EXERCISE TEXT >>

+ + + + +

Lamb has been enjoying a stellar run in recent years, with pricing that we wouldn’t dare dream of 10 years ago. With national flock numbers at historic lows, all looked set for a continuation of those prices. Demand is strong, supply compromised due to drought, so it would take something significant to bring us down. Like perhaps… a global pandemic.
With meat processors across Victoria feeling the effects of workforce restrictions over the coming weeks in an attempt to reduce the risks of Covid spread, and the national industry battling to cope with the global upheaval in logistics that has taken place, my confidence in lamb price for 2020 is on the slide.
Even if Victoria can get the Covid situation under control over the next 6 weeks of strict lockdowns, it doesn’t solve the global issue. As peak lamb supply hits the market, there is little chance of being able to physically place the product where the demand is. With more than 50% of Australian lamb exported annually, that will likely have a significant impact upon pricing.
In my opinion it is time to adjust the budgets. Tighten the belt, and prepare yourself for a likely reduction in income. Don’t just sail blindly, optimistically, over the cliff. A month is a long time in this pandemic, and things can change dramatically, both positively and negatively, so any predictions are fraught with danger. Take this as a note of caution rather than a prediction.

+ + + + +

DATA EXTRACT >>
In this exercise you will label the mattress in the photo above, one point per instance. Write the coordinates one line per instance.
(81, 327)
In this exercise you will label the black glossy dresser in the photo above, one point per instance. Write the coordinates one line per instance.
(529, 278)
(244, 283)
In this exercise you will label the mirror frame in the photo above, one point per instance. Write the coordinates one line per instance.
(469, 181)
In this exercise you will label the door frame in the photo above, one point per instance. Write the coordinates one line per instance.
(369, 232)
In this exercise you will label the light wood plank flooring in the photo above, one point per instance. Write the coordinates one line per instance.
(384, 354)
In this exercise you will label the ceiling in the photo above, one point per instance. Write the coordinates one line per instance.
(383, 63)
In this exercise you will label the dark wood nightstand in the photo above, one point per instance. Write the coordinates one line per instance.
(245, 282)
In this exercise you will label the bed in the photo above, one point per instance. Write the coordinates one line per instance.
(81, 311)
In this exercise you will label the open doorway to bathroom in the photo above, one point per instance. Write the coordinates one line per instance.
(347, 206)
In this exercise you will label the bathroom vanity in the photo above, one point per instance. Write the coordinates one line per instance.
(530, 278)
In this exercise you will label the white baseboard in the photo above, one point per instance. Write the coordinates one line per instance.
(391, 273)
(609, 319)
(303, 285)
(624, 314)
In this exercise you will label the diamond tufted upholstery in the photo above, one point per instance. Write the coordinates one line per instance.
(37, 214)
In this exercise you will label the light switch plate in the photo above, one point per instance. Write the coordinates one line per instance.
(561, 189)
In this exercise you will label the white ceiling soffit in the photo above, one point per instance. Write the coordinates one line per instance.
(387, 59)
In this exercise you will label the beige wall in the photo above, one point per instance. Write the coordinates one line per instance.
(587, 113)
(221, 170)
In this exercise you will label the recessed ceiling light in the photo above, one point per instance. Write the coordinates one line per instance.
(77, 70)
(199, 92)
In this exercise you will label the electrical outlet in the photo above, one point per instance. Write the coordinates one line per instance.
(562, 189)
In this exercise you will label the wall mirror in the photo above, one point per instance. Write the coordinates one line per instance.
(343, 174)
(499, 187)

+ + + + +

TASK A >>
Answer these from the lamb price text:
(i) What reason does it give for compromised supply?
(ii) How many weeks of strict lockdowns does it mention for Victoria?
(iii) What share of Australian lamb is exported each year?
TASK B >> Write out the part of the lamb price text that opens with the words containing "Even if Victoria" and closes with "impact upon pricing.", changing "strict" to "tight".
The rows have no connection to the lamb price text.

RESULT A >>
(i) Drought
(ii) 6 weeks
(iii) More than 50%

RESULT B >>
Even if Victoria can get the Covid situation under control over the next 6 weeks of tight lockdowns, it doesn’t solve the global issue. As peak lamb supply hits the market, there is little chance of being able to physically place the product where the demand is. With more than 50% of Australian lamb exported annually, that will likely have a significant impact upon pricing.